#### Assignment
Give again, exactly as they appear, only the lines from the one containing "Teacher note: have the class pick out the red plastic" through the last line of the material below.

+---+

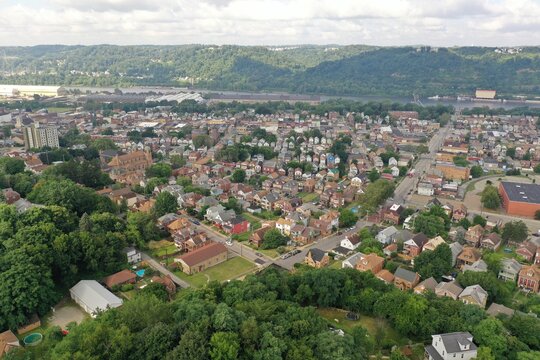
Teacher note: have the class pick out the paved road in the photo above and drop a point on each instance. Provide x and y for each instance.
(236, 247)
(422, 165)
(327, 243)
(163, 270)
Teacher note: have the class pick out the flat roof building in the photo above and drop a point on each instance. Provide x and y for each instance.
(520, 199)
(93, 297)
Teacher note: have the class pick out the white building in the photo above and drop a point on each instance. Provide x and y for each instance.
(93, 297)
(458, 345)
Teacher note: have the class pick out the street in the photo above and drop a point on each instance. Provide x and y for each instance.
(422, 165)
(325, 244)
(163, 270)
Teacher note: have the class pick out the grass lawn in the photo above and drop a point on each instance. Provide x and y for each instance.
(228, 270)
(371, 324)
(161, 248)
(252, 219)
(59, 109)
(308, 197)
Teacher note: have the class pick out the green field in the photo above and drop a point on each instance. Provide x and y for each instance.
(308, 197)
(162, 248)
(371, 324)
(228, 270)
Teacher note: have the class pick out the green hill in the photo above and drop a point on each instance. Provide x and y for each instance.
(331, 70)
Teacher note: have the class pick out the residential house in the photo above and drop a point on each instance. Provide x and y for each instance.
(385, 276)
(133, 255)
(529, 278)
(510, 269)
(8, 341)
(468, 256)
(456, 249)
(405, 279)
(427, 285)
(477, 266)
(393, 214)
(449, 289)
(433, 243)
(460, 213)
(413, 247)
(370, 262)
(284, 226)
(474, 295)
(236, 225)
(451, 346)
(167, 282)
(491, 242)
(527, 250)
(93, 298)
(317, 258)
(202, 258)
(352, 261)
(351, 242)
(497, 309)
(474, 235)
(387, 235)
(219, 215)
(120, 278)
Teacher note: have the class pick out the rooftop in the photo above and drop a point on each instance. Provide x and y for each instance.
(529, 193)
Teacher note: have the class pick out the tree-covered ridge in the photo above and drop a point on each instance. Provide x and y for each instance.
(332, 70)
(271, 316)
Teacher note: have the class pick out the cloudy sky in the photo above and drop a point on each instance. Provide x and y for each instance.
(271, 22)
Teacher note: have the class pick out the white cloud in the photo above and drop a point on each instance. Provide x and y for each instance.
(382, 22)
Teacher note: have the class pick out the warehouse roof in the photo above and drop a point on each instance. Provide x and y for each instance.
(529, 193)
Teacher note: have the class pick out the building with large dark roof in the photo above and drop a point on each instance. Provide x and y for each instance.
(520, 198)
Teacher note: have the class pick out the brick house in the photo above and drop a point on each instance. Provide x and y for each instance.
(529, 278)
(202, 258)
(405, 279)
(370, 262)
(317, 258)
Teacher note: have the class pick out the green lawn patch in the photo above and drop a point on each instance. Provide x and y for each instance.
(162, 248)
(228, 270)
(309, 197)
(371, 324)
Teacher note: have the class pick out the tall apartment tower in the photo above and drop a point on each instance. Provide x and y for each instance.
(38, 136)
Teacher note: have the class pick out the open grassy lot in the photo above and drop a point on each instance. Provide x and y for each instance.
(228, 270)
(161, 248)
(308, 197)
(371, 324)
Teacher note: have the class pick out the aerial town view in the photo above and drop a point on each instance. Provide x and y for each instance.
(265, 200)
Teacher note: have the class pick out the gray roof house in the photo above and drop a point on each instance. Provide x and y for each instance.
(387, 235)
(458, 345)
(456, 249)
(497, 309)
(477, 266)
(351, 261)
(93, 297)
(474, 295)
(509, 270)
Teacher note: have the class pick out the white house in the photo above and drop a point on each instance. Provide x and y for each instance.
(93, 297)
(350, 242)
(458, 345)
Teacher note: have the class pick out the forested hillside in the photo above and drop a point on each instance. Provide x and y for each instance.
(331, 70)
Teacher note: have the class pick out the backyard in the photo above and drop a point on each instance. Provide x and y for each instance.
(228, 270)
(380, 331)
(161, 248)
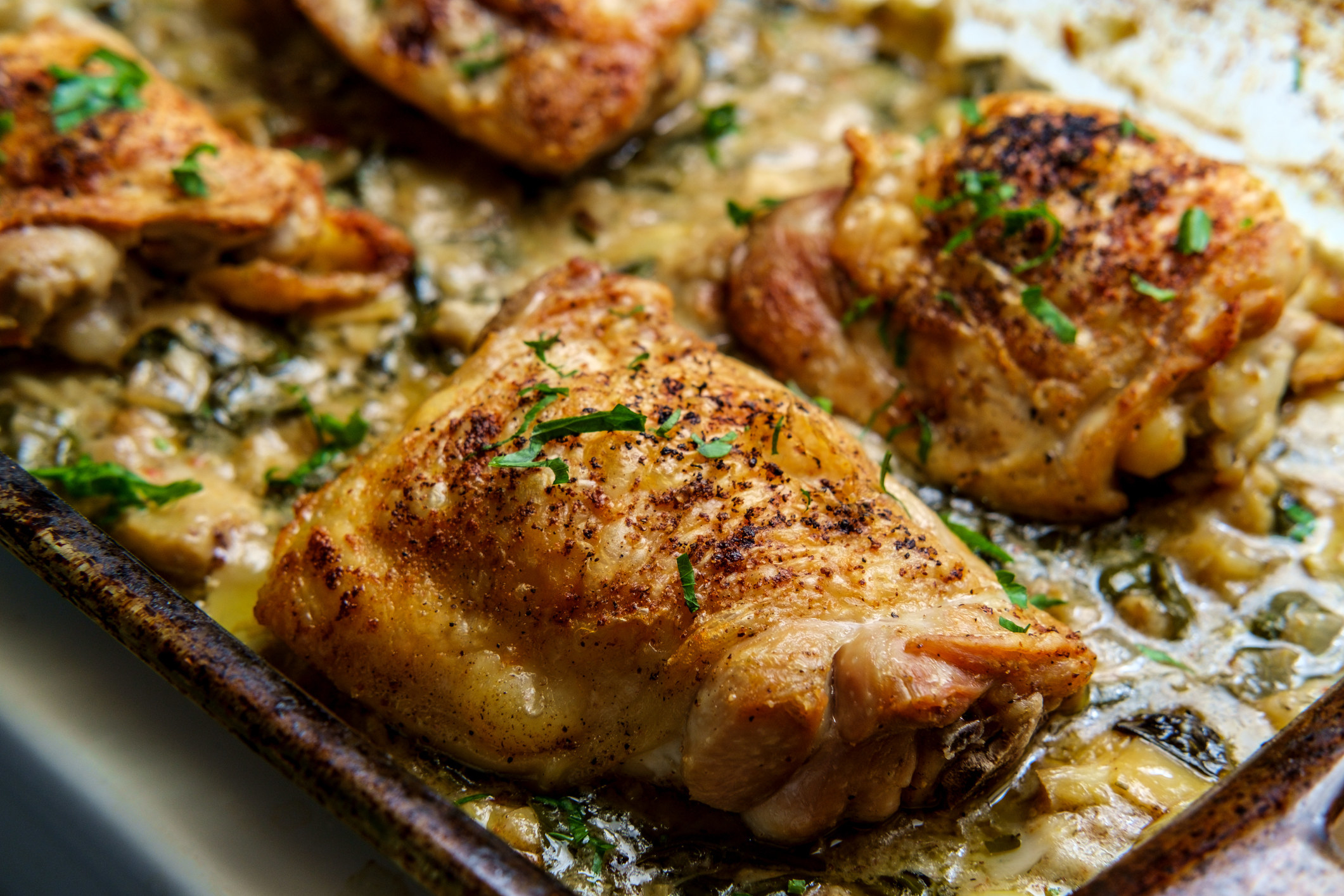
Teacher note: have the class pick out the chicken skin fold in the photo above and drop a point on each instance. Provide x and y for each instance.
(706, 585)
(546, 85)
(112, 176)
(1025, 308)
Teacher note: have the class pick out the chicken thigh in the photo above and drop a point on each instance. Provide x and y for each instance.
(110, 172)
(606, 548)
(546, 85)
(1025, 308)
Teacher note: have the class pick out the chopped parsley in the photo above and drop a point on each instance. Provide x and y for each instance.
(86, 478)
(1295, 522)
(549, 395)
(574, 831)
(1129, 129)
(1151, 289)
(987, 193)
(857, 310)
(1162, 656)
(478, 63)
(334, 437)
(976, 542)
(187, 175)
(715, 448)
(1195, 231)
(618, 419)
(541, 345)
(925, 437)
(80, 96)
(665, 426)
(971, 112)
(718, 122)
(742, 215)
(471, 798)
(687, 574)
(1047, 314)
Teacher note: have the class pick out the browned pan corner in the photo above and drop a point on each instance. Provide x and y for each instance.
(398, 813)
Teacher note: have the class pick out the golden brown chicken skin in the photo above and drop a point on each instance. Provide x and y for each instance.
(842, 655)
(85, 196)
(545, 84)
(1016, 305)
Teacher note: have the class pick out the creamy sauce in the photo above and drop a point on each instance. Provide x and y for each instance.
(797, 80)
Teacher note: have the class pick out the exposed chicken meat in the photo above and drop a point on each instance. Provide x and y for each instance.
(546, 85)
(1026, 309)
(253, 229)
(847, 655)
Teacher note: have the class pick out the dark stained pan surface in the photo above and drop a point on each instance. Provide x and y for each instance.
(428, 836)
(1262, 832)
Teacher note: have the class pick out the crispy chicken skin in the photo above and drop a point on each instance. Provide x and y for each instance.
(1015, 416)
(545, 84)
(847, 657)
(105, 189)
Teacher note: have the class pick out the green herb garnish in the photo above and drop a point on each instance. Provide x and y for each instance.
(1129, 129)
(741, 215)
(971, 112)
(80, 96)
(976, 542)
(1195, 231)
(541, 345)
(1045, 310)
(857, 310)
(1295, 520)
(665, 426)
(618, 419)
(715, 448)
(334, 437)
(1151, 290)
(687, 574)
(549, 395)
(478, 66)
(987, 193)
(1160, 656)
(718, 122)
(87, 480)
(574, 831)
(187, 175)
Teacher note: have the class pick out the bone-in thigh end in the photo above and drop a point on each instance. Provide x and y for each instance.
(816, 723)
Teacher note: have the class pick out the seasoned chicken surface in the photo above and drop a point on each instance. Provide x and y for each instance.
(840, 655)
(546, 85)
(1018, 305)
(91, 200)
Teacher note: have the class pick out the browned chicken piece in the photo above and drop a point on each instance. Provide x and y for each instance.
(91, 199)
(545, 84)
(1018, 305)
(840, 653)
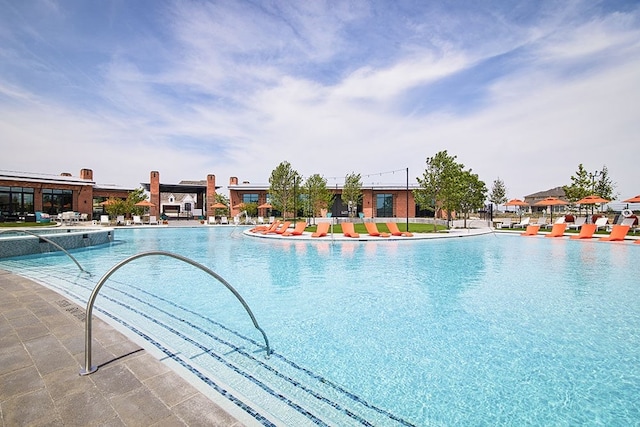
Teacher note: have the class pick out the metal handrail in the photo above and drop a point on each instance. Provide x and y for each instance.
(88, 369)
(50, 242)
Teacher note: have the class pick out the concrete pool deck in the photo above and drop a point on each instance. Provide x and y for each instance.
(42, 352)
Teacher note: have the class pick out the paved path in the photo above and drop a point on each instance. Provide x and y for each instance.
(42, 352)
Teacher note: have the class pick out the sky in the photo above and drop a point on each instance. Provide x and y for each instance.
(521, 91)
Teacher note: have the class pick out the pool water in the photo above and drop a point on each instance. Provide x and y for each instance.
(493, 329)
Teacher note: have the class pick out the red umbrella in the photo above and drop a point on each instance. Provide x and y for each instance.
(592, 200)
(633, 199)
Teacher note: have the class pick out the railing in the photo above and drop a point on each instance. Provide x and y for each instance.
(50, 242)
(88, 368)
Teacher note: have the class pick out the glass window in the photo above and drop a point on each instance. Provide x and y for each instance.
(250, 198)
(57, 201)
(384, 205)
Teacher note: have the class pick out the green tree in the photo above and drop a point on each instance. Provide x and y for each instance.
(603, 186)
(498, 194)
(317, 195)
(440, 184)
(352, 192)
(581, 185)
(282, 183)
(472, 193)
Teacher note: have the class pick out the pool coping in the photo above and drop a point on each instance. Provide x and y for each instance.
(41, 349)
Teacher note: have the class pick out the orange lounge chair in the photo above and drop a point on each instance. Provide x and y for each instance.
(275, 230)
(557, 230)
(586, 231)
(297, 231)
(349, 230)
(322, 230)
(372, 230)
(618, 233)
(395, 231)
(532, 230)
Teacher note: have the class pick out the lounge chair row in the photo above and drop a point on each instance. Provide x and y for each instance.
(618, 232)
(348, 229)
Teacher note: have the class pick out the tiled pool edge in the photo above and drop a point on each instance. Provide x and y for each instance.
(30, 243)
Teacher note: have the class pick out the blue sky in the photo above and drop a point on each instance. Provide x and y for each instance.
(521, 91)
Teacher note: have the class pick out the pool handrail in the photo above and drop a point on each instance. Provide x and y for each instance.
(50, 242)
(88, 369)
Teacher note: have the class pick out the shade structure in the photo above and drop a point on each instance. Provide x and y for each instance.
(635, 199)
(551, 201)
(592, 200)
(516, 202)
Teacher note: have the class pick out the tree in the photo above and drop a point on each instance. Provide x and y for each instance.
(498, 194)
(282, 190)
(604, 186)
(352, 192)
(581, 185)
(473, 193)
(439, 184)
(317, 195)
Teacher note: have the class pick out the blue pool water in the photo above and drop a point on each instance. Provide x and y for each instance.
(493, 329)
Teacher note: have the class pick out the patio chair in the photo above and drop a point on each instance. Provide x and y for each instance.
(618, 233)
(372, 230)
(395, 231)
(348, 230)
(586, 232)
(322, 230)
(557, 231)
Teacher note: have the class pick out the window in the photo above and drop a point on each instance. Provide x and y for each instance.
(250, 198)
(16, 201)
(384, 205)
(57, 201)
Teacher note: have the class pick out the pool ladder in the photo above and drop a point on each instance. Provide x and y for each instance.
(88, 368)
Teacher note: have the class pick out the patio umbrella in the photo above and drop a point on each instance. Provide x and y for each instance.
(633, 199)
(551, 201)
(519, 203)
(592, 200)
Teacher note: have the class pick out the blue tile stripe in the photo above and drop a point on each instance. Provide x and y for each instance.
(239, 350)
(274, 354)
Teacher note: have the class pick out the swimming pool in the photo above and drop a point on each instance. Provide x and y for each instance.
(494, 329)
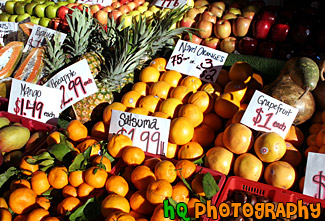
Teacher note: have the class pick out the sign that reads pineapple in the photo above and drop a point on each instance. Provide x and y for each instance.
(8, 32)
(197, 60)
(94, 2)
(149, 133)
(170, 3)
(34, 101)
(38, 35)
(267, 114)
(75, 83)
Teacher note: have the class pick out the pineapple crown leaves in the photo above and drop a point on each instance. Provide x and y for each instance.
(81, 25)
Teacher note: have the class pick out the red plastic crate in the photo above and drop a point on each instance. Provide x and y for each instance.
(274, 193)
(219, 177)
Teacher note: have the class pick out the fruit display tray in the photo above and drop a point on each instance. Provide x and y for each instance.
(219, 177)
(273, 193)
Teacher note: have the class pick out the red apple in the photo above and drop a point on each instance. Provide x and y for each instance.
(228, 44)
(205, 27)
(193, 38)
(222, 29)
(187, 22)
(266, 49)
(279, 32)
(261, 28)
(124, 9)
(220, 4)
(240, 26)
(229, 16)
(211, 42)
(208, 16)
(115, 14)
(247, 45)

+---+

#### Your response
Teacher note: have the class pick out the red plastic crate in the photo above and drop a point on each instance. Provide x and y for each instance.
(274, 193)
(219, 177)
Teacher note: have the class pick out the fruit display tray in the photo above and drop a point on each instance. Provide x and y for each instance.
(219, 177)
(273, 193)
Teacher note: have the class pick out the red apple in the photo above and drop a point on each instance. Provide x and y for each instance.
(228, 44)
(205, 27)
(193, 38)
(222, 29)
(187, 22)
(266, 49)
(279, 32)
(261, 28)
(124, 9)
(220, 4)
(240, 26)
(229, 16)
(211, 42)
(208, 16)
(115, 14)
(247, 45)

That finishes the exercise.